### GIVEN EXERCISE
Rewrite the data below as a numbered list, with one line per item and any blank lines dropped.

╔══

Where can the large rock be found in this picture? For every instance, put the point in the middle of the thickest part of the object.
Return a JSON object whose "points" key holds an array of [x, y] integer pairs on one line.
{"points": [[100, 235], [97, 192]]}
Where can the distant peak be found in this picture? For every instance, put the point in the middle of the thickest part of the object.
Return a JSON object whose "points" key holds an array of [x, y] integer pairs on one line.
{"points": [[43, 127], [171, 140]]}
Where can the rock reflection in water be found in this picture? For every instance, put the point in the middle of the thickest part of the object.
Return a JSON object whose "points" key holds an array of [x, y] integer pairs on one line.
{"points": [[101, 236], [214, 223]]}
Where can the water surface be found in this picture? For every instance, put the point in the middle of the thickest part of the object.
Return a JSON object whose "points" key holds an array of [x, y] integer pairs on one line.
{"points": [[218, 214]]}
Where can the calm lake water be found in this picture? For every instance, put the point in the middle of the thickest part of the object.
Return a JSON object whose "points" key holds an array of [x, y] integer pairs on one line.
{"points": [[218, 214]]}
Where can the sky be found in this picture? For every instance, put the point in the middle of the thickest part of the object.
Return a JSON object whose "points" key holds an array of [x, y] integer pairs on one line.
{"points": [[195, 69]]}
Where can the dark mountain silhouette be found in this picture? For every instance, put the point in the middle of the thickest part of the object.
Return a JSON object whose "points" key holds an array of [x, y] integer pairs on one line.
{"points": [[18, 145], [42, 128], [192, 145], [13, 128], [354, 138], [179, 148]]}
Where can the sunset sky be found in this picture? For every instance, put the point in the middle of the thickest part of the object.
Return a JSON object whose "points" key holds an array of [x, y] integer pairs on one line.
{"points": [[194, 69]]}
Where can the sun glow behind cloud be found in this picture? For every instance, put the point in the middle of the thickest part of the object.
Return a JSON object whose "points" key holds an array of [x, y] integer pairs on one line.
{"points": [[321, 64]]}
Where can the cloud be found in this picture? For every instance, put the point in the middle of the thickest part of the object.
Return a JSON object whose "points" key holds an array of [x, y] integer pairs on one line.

╚══

### THE REPLY
1. Where can the large rock be found in this picture? For every instance, put the point in the middle of the thickest part of the object.
2. Return a JSON object whose "points" key holds an array of [x, y] integer pairs on one line.
3. {"points": [[100, 235], [97, 192]]}
4. Where can the distant peak be found in this picture? For every instance, put the point in the middle of the thickest part of the object.
5. Return a JSON object whose "points" key holds an array of [x, y] integer pairs on one line.
6. {"points": [[43, 127], [171, 140]]}
7. Where can the rock reflection in water be found in this picture? For every instance, put the point in the middle of the thickest part of the object.
8. Return a JSON object whose "points" key holds an array of [x, y] integer pairs on one line.
9. {"points": [[101, 236], [214, 223]]}
10. Where can the water surface be found in this picture? For every instance, put the point in the middle of the thickest part of the object.
11. Return a JSON object whose "points" key holds an array of [x, y] integer pairs on one line.
12. {"points": [[218, 214]]}
13. Where can the calm lake water be found in this picture? For every instance, put the point in the middle of the thickest part of the object.
14. Return a JSON object whose "points" key holds an array of [x, y] integer pairs on one line.
15. {"points": [[218, 214]]}
16. Where can the sky be found in this picture? For every instance, put the point in the middle of the thickest part of the object.
17. Return a JSON object whose "points" key holds an array of [x, y] integer pairs on one line.
18. {"points": [[195, 69]]}
19. Where can the dark mountain silhouette be found in this picture? For every instance, put the point in the middle of the thickest part of the object.
20. Return a JSON object whose "points" key holds an array of [x, y] integer pairs on one line.
21. {"points": [[18, 145], [42, 128], [192, 145], [13, 128], [354, 138], [179, 148]]}
22. Where can the sunset sky be found in this picture? For every instance, put the point in the middle of the thickest part of the object.
23. Return a JSON object whose "points" key holds an array of [x, y] integer pairs on one line.
24. {"points": [[194, 69]]}
25. Where can the sun glow behind cloud be found in this picture? For every instance, put the point in the middle of the thickest part of the object.
26. Return a JSON object whose "points" key holds an array of [x, y] integer pairs on one line.
27. {"points": [[321, 64]]}
28. Where can the cloud be found in this picture? For every instance, put the point in the middle of the thickest part of the object.
29. Return a JSON object whose "points" key holds an array of [x, y] integer pairs on one line.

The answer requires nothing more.